What you are asked to do: Set down exactly the lines in the records below that run from the line with "26L36 35L31 44L42" to the line with "positive clicks: (46, 32) (45, 33)", inclusive, and nothing more.

Available records:
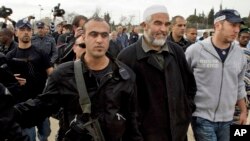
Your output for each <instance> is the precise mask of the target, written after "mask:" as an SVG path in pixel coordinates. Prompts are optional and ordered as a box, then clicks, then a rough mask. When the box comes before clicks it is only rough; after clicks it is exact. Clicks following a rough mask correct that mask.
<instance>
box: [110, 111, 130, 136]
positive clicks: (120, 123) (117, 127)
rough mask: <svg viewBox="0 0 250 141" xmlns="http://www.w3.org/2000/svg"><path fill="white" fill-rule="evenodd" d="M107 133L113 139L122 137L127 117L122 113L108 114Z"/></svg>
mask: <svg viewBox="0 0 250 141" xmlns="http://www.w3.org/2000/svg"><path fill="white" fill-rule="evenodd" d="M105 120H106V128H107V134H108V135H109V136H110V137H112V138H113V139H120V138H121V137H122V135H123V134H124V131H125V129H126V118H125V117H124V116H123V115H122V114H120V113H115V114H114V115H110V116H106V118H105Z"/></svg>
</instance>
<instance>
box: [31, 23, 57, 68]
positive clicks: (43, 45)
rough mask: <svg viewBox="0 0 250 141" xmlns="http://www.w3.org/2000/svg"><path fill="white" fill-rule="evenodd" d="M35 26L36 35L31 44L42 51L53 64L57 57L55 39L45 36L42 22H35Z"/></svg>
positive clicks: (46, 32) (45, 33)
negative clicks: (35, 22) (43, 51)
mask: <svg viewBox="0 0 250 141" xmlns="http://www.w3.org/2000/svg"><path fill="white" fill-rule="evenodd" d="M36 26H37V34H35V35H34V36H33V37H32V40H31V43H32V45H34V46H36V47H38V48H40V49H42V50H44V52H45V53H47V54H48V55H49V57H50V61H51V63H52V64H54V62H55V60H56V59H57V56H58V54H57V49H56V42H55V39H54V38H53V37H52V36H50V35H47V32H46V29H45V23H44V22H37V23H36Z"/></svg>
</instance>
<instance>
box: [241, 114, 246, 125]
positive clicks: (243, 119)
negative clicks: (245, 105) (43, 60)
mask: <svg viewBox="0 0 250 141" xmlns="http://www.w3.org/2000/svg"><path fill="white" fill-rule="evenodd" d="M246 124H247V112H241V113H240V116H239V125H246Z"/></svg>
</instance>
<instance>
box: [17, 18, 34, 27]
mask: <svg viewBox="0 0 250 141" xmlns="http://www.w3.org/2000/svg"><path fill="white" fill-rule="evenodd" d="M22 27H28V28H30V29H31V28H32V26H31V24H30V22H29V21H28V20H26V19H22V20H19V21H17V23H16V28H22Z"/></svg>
==
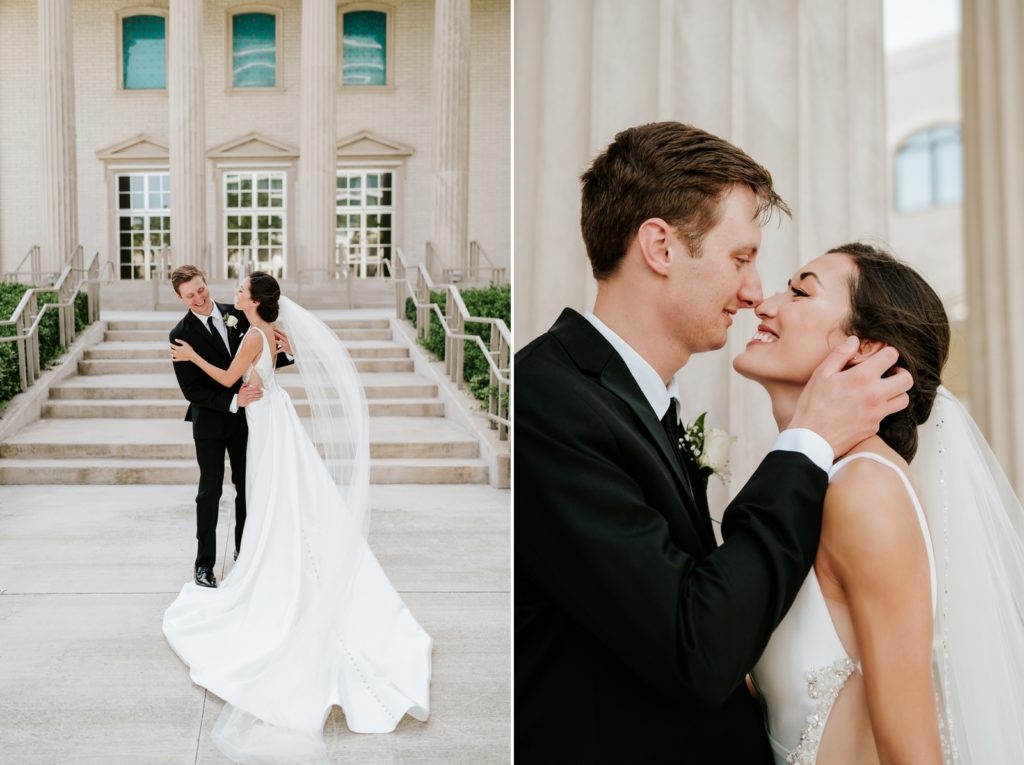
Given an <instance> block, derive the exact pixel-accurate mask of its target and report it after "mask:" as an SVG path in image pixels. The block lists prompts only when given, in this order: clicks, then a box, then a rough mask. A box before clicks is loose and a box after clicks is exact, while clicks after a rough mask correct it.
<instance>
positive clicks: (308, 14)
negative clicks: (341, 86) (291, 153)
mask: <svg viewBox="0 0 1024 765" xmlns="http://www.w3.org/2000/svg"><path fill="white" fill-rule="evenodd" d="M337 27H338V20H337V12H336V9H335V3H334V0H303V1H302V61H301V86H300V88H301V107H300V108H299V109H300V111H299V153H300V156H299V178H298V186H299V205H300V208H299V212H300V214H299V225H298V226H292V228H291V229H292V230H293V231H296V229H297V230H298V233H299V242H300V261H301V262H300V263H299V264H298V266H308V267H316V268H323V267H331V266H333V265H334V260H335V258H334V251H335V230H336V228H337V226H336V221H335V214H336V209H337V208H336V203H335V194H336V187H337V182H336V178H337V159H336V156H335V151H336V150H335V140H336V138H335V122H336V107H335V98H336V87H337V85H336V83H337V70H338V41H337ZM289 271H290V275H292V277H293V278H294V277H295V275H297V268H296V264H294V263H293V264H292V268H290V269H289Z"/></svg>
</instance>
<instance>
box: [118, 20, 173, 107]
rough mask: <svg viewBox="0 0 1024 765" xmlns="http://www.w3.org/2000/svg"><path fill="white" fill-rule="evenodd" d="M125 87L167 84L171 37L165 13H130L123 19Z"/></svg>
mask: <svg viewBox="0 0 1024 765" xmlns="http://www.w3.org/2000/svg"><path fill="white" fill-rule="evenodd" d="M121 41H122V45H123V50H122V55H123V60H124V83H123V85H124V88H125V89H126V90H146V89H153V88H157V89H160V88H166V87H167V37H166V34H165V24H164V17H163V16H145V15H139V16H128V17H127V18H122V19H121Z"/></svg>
...
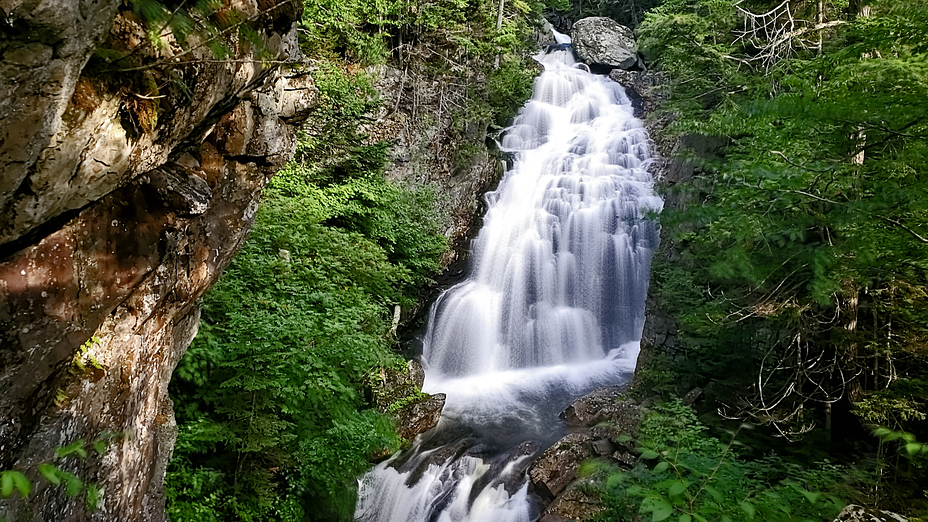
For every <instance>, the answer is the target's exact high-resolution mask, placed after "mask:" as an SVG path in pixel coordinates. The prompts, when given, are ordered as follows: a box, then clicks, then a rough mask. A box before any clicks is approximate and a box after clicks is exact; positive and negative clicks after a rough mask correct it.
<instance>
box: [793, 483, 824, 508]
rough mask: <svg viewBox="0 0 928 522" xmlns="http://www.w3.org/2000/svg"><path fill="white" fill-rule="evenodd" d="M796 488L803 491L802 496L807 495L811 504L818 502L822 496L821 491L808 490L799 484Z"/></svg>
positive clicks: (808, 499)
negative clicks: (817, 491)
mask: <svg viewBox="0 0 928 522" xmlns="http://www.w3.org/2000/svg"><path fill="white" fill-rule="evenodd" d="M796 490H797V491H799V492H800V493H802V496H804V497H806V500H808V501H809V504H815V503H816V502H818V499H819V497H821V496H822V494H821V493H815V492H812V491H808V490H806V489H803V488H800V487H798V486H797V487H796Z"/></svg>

Exercise response:
rough mask: <svg viewBox="0 0 250 141" xmlns="http://www.w3.org/2000/svg"><path fill="white" fill-rule="evenodd" d="M35 26L36 35L31 44L42 51L53 64L57 57L55 39L45 36L42 22H35Z"/></svg>
positive clicks: (46, 32) (45, 33)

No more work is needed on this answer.